++++ DATA SHOWN
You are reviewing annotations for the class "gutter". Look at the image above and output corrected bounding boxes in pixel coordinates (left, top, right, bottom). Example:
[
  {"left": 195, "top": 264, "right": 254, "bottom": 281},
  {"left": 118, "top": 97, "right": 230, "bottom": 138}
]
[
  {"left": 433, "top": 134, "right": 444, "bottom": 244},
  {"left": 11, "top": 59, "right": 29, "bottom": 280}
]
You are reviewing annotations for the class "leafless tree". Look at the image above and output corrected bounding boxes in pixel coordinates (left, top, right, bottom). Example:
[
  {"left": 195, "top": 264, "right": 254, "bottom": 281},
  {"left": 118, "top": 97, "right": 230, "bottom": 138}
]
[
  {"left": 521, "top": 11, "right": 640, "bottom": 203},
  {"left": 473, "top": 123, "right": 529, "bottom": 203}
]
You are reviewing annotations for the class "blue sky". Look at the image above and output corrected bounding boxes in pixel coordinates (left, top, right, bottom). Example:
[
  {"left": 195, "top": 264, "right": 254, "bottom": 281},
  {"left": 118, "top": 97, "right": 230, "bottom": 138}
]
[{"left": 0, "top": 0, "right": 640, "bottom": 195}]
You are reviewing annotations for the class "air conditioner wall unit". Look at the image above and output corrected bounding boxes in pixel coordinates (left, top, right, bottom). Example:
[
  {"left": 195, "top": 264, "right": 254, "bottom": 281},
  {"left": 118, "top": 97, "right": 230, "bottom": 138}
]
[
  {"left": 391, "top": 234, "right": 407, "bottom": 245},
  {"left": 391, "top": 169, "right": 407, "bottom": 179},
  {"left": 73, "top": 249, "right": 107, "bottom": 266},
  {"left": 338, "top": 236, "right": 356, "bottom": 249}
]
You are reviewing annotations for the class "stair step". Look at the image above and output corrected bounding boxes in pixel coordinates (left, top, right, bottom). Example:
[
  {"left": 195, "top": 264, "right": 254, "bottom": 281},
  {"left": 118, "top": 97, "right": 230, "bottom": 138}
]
++++++++
**GOAL:** Report each line in the listing above that contains the word "tree".

**SOLUTION TO THIS PROBLEM:**
You are reviewing annotations for the class "leafless tree". Look at the image above and output corrected bounding boxes in pixel coordinates (left, top, right, bottom). Example:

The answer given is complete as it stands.